PROMPT:
Could you repeat the records below exactly, leaving out any pictures?
§ §
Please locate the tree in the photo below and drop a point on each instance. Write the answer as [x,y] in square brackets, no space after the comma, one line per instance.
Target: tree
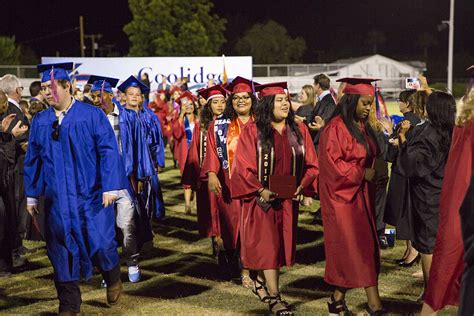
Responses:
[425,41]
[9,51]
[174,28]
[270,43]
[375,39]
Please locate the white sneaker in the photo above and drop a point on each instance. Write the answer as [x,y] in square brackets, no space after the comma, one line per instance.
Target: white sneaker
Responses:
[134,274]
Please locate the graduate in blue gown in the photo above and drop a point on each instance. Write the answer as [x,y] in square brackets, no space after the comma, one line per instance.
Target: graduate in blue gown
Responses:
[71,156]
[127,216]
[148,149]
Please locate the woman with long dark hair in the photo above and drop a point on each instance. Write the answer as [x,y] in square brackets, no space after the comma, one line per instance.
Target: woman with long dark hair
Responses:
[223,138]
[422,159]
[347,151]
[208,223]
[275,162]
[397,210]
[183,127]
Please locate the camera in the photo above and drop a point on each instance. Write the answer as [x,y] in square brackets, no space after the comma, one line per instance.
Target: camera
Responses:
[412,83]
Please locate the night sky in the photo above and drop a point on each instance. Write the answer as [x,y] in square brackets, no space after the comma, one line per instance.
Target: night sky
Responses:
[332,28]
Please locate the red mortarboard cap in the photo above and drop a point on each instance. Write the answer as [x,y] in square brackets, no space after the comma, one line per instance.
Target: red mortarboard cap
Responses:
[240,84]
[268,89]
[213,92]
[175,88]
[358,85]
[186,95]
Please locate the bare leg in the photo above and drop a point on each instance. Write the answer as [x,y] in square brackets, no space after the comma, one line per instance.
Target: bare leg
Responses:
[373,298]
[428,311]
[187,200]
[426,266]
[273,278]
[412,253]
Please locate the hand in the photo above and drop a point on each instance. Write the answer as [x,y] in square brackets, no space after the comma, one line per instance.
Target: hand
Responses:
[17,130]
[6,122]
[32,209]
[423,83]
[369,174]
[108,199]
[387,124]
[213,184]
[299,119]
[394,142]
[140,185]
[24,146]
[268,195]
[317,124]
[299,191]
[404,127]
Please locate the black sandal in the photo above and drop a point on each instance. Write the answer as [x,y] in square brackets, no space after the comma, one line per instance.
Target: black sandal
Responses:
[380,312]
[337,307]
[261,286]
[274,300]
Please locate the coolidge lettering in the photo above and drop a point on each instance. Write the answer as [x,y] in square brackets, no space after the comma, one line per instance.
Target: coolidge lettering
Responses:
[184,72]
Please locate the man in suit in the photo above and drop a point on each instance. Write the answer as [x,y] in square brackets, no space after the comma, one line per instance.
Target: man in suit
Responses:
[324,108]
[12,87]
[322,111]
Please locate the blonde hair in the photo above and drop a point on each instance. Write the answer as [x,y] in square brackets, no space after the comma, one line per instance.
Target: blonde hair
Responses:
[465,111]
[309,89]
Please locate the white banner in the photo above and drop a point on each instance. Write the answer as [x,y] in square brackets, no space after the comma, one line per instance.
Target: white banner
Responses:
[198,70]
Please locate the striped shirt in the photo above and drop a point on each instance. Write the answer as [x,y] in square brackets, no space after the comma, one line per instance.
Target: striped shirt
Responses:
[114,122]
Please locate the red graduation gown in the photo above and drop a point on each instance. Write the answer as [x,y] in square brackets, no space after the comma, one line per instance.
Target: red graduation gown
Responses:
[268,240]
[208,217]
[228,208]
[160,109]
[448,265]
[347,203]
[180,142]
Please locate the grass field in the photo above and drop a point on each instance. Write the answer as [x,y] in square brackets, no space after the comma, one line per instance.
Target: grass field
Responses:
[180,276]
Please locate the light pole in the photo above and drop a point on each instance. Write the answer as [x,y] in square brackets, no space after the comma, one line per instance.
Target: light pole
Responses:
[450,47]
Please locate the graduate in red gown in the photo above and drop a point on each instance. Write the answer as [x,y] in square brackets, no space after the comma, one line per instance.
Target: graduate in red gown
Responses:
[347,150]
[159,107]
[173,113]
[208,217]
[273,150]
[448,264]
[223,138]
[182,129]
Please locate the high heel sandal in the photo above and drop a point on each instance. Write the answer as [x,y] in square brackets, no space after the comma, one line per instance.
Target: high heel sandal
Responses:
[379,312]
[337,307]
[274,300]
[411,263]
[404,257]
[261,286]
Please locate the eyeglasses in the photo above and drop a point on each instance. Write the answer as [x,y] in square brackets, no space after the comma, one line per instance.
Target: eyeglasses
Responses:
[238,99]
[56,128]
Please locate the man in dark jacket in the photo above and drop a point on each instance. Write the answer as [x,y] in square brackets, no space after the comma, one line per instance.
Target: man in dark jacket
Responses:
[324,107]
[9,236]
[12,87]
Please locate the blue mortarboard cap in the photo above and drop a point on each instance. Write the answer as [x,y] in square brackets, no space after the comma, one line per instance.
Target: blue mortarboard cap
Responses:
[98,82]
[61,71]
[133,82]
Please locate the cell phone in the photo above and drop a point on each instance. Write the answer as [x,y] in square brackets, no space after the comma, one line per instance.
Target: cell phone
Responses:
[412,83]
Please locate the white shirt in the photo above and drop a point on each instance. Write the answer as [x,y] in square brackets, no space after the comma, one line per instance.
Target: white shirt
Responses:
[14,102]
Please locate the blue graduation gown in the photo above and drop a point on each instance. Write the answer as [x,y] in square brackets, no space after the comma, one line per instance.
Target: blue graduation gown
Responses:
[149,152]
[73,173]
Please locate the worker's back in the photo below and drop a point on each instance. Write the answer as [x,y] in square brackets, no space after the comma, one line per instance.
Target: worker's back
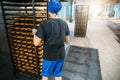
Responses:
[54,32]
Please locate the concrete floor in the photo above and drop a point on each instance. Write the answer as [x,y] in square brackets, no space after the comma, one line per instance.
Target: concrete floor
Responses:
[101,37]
§ §
FINISHED TASK:
Please locate the tree in the photo below and drop a point on each instance. Write the answer as [x,y] in square brackets, no space after the comma, one line per instance.
Target: tree
Responses:
[425,41]
[9,51]
[174,28]
[270,43]
[375,39]
Please locate the white sneaker in the photo above and drop a point on each instance. Write the answer as [x,y] in square brackets, no space after the comma, one line per instance.
Target: white sneaker
Responses:
[134,274]
Please locate the graduate in blue gown in the photo above and drop a point on each instance. Write the answer as [x,y] in square brackets, no space after the comma, one line per instance.
Target: graduate in blue gown
Responses:
[71,156]
[127,216]
[148,149]
Please locate the woman with long dark hair in the photo above and drop a point on each instance. Write the answer as [x,y] in square brackets, no space after the comma, one line per instance.
Target: woman with long dark hair
Responses:
[223,138]
[422,159]
[347,151]
[208,223]
[275,162]
[397,210]
[183,127]
Please locate the camera in the photo above and drop a point on each instance. Write the answer as [x,y] in square brackets, no space after the comma, one line per instance.
Target: camera
Responses:
[412,83]
Please locate the night sky in the photo above and drop a point on each instance. Write the answer as [x,y] in square brackets, no space after the comma, one line per instance.
Target: night sky
Responses:
[332,28]
Please locate the red mortarboard cap in the photo above and drop a point on each instance. Write the answer as [x,y] in square brackets, no space after the comma, one line per instance.
Target: red mortarboard cap
Responses:
[240,84]
[268,89]
[213,92]
[175,88]
[358,85]
[186,95]
Please locate the bare leg in the photo above and drop a point on each instance. Write the answer as [x,y] in square brackets, no space after the comma, one line per instance.
Target: bare leg
Responses:
[373,298]
[428,311]
[187,200]
[426,266]
[273,278]
[412,253]
Please locate the hand in the photo above and drop a point on each instance. Write the answer as [x,y] in square brackets, no space after the comma, one line per instance.
Target: hand
Responses:
[17,130]
[6,122]
[32,209]
[423,83]
[369,174]
[108,199]
[387,124]
[213,184]
[299,119]
[394,142]
[140,185]
[24,146]
[268,195]
[317,124]
[299,191]
[404,127]
Please locate the black sandal in the photo above and drop a point on each instance. Write the answer as [x,y] in square brackets, no space after the comma, one line per instance.
Target: black sandal
Responses:
[380,312]
[337,307]
[261,286]
[274,300]
Please locate the coolidge lettering in the photo above and drop a point on each instance. Write the answer as [x,y] in square brackets, no space after the comma, one line per instance.
Target: coolidge lettering
Responses:
[184,72]
Please locate the man in suit in the photo above and drop a point on each instance. Write the answer as [x,y] in square brackets, no space after the comma, one line per instance.
Target: man in suit
Responses:
[324,108]
[12,87]
[322,111]
Please locate the blonde hair in the photo above and drop a point on each instance. Write the answer as [x,y] in square brackets, no space after the comma, one line per instance.
Target: blonde hair
Responses:
[465,111]
[309,89]
Please locate the white banner in the photo above and drop a point on each instance. Write the answer as [x,y] in square brackets, no space after the comma, one line per instance.
Target: white banner
Responses:
[198,70]
Please locate the striped shirt in the photo above and drop a point on each instance. Write the answer as [x,y] in square brackets, no space after the comma, one line per instance.
Target: striped shirt
Responses:
[114,122]
Please locate the red graduation gown in the photo above and drop a point on each instance. Write the answer as [x,y] in square brackets, no space after the comma, one line per instance.
Target: red graduation gown
Responses:
[268,240]
[208,217]
[228,208]
[160,109]
[448,265]
[347,203]
[180,142]
Please locate the grass field in the photo above and drop a point on each instance. Write the answer as [x,y] in square brackets, no space after the comma, one line per instance.
Target: grass field
Responses:
[180,276]
Please locate the light pole in the photo above and drop a point on each instance. Write the answer as [x,y] in square brackets, no space after the comma, one line per instance.
Target: light pole
Responses:
[450,47]
Please locate the graduate in red gown in the photo above and drop a point on each instance. Write the answer as [x,y] in square brackets, no space after the comma, one line per instance.
Target: graduate in red gown
Responses:
[347,150]
[159,107]
[173,113]
[208,217]
[273,150]
[448,264]
[223,138]
[182,129]
Please locate the high heel sandal in the photo above and drop a point on each instance. Write the answer as [x,y] in square brackets, no space after the comma, one line per instance.
Target: high heel sandal
Responses:
[379,312]
[337,307]
[274,300]
[411,263]
[404,257]
[261,286]
Please locate the eyeglasses in the photo above and drop a point on each instance. Write the answer as [x,y] in square brackets, no space after the comma, one line per instance.
Target: eyeglasses
Responses:
[238,99]
[56,128]
Please locate the man in dark jacket in the photo above and drop a point on each instance. Write the answer as [x,y] in square brackets, no space after the comma, one line per instance.
Target: man in dark jacket
Responses:
[324,107]
[9,236]
[12,87]
Please locate the blue mortarboard cap in the photo above and drop a point on each instance. Write the answer as [x,y] in square brackets, no space after the comma, one line per instance.
Target: blue mortarboard cap
Responses:
[98,82]
[61,71]
[133,82]
Please locate the cell phone in the photo above and drop a point on each instance. Write the answer as [x,y] in square brackets, no space after the comma, one line per instance.
Target: cell phone
Responses:
[412,83]
Please locate the white shirt in the photo above and drop a point on each instance. Write the answer as [x,y] in square brackets, no space after the comma, one line per instance.
Target: white shirt
Responses:
[14,102]
Please locate the blue graduation gown in the photo above and drop a point on each instance. Write the answer as [x,y] in square brackets, no space after the comma, one line per instance.
Target: blue graduation gown
Responses:
[149,152]
[73,173]
Please locate the worker's back in the photo below and drop a point on each instance. Write the answer as [x,y] in square brackets, no space after the comma, one line per instance.
Target: worker's back
Responses:
[54,32]
Please locate the concrete floor in the photo above and drop a point on each instance. Write the answer as [x,y] in square brackets, no space after the comma, one line per instance.
Target: concrete floor
Responses:
[101,37]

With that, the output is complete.